▼▼▼
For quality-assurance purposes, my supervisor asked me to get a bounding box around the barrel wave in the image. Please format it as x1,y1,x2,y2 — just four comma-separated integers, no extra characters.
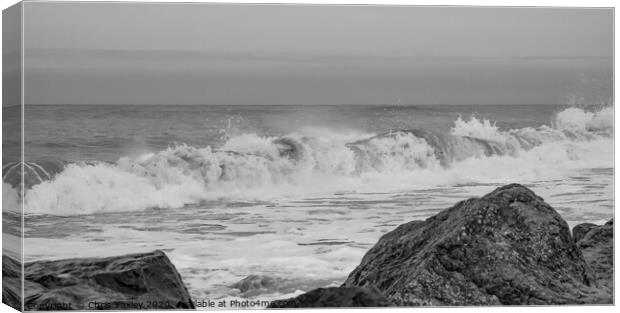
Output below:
3,107,613,215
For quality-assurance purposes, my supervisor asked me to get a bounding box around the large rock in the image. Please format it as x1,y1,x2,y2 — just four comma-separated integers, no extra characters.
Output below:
343,184,612,306
575,219,614,294
3,250,194,310
2,255,22,311
269,287,389,308
573,223,597,242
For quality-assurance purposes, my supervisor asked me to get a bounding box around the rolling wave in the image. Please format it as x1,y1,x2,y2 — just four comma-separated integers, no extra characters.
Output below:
3,107,613,215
▲▲▲
• EXERCISE PROMPT:
Quote every line of the records above word for word, but leave the pictures out.

• FULL ANSWER:
For quality-assurance purposes, my supervisor asked me to get a bounding box around the barrel wave in the image. Please format it as x1,y1,x2,y2 — just four comma-separated integers, no extra characters.
Output below:
3,107,613,215
For quality-assurance purposes, my supervisor asked me to get a bounding box around the large rock in the image. Please format it as x1,y1,x2,y2 — just four comma-separated integers, no extra characters.
Output below:
343,184,612,306
575,219,614,294
3,250,194,310
2,255,22,311
269,287,389,308
573,223,597,242
For quality-assurance purposes, my supervisor asked me to get a bounding box around the rolling wave in the image. Please format it as x1,y1,x2,y2 — just four comma-separated integers, no extra characters.
Output below:
3,107,613,215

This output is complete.